■ **WHAT IS REQUIRED**: The entries below should be output exactly as written.

Point labeling dataset excerpts:

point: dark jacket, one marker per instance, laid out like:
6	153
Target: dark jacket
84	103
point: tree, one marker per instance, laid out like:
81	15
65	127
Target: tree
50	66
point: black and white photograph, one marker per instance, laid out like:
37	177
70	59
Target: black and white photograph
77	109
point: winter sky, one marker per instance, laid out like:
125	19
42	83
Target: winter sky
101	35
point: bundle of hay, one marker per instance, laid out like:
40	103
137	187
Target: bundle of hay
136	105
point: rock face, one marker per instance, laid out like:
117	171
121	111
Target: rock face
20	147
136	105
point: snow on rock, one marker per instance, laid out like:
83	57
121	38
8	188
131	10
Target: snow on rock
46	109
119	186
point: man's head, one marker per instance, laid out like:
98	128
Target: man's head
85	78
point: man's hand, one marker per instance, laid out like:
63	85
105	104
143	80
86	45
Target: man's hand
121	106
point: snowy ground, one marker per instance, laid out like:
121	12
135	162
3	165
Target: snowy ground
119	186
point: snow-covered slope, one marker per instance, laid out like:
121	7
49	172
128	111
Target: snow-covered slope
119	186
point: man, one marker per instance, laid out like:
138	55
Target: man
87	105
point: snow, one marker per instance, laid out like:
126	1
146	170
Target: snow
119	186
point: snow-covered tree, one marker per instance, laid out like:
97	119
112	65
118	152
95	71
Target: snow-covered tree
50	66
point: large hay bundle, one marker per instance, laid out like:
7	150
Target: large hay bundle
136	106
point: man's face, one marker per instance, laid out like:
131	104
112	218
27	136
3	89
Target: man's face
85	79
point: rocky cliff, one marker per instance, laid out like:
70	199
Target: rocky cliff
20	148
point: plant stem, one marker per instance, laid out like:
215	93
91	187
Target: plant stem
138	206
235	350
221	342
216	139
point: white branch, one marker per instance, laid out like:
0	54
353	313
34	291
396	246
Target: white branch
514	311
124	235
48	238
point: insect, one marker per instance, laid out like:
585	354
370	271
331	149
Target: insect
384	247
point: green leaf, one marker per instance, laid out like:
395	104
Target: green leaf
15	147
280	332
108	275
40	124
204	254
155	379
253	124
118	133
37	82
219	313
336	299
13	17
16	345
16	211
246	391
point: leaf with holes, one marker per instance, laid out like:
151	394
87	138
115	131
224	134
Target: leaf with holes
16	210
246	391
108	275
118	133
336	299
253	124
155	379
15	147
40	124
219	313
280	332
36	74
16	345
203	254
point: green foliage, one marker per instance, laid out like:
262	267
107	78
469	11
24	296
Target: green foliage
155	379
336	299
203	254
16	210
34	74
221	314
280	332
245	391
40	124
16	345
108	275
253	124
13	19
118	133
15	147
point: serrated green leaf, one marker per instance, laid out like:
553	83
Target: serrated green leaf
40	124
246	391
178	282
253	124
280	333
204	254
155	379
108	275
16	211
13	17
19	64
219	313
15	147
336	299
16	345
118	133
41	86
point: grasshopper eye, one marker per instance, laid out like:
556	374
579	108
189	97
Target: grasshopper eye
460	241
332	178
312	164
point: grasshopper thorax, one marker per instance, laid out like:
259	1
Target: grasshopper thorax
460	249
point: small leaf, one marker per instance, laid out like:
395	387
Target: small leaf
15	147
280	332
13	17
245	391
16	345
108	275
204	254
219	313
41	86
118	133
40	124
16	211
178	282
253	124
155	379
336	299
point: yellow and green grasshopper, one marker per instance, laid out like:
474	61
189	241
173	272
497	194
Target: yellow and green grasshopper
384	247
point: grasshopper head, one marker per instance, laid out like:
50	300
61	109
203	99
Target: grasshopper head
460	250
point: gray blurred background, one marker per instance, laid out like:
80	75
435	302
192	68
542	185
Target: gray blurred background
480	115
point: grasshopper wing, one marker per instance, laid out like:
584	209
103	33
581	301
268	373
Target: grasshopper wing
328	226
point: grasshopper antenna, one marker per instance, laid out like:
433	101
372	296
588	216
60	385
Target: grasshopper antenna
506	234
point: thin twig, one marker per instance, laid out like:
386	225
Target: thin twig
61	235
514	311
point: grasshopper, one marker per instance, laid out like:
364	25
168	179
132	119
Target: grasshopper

■ **TASK RESULT**:
point: dark jacket, one marker per instance, laid out like:
6	153
Target: dark jacket
84	103
point: tree, one marker per instance, laid out like:
81	15
65	127
Target: tree
50	66
point: black and white photograph, one marker per instance, laid out like:
37	177
70	59
Target: black and white photograph
77	109
point: winter sky, one marker per instance, laid out like:
125	19
42	83
Target: winter sky
101	35
point: bundle of hay, one marker per instance, laid out like:
40	103
137	187
Target: bundle of hay
136	105
point: rock face, one marker per instance, laid out like:
117	171
121	111
Target: rock face
20	147
136	105
point: snow on rock, one marker per instance, laid out like:
83	57
121	38
8	188
131	10
Target: snow on rock
46	109
119	186
point: man's head, one marker per instance, laid out like:
98	128
Target: man's head
85	78
point: man's hand, one marker per instance, laid out like:
63	85
105	104
143	80
86	45
Target: man's hand
121	106
point: snowy ground, one marker per instance, laid out like:
121	12
135	162
3	165
Target: snowy ground
119	186
point: snow-covered slope, one marker per instance, laid out like:
121	7
49	172
128	111
Target: snow-covered slope
119	186
point: man, one marker per instance, laid out like:
138	55
Target: man
87	105
point: snow, one marker per instance, laid out like:
126	1
146	170
Target: snow
119	186
point: snow-covered tree, one marker per instance, laid out like:
97	119
112	65
118	152
95	71
Target: snow-covered tree
50	66
point: large hay bundle, one marker per instance, laid out like:
7	150
Target: large hay bundle
136	106
point: man's face, one marker per instance, laid out like:
131	104
112	218
27	136
3	89
Target: man's face
85	79
point: rocky cliff, one marker per instance, laid out like:
70	199
Target: rocky cliff
20	148
point: plant stem, one marker per instance, laid out like:
215	93
91	187
Target: plant stem
138	206
235	350
221	342
216	139
point: white branch, one marker per instance, laid out like:
0	54
353	313
34	291
396	246
Target: white branch
514	311
124	235
48	238
point: insect, one marker per instance, laid out like:
585	354
370	271
331	149
Target: insect
384	247
point: green leaf, one marker per instance, laid out like:
395	104
Target: green leaf
15	147
280	332
108	275
40	124
204	254
155	379
253	124
118	133
37	82
219	313
336	299
13	17
16	345
16	211
246	391
point: leaf with holes, one marker per instance, laid out like:
151	394
87	138
115	131
224	134
Target: leaf with holes
16	210
246	391
108	275
118	133
336	299
253	124
155	379
15	147
40	124
219	313
280	332
36	74
16	345
203	254
point: green foliage, one marker per instance, laid out like:
262	267
107	78
469	11
24	296
Target: green foliage
155	379
336	299
203	254
16	210
34	74
221	314
280	332
245	391
40	124
16	345
108	275
253	124
13	19
118	133
15	147
point: serrated green leaf, one marker per instance, laid out like:
553	83
Target: serrated green leaf
40	124
246	391
178	282
253	124
280	333
204	254
155	379
108	275
16	211
13	17
19	64
219	313
15	147
336	299
16	345
118	133
41	86
point: grasshopper eye, one marker per instance, laid out like:
556	374
579	108
189	97
Target: grasshopper eye
460	241
332	178
312	164
point: grasshopper thorax, one marker per instance, laid out like:
259	1
Target: grasshopper thorax
460	249
point: small leaf, one marker per instance, laid out like:
395	387
Target: small leaf
15	147
280	332
13	17
245	391
16	345
108	275
204	254
219	313
41	86
118	133
40	124
16	211
178	282
253	124
155	379
336	299
point: yellow and green grasshopper, one marker per instance, laid out like:
474	61
189	241
173	272
497	194
Target: yellow and green grasshopper
384	247
point: grasshopper head, one marker per instance, laid out like:
50	300
61	109
203	99
Target: grasshopper head
460	250
point: gray blurred background, one marker per instance, laid out like:
80	75
435	302
192	68
542	185
Target: gray blurred background
480	115
point: grasshopper wing, one marker per instance, laid out like:
584	209
103	33
581	301
268	373
Target: grasshopper wing
328	226
point: grasshopper antenna, one marker per instance, laid out like:
433	101
372	296
588	216
60	385
Target: grasshopper antenna
506	234
point: thin twig, one marker per instance, laid out like:
386	225
Target: thin twig
61	235
514	311
point: grasshopper, one marker per instance, laid out like:
364	25
168	179
132	119
Target: grasshopper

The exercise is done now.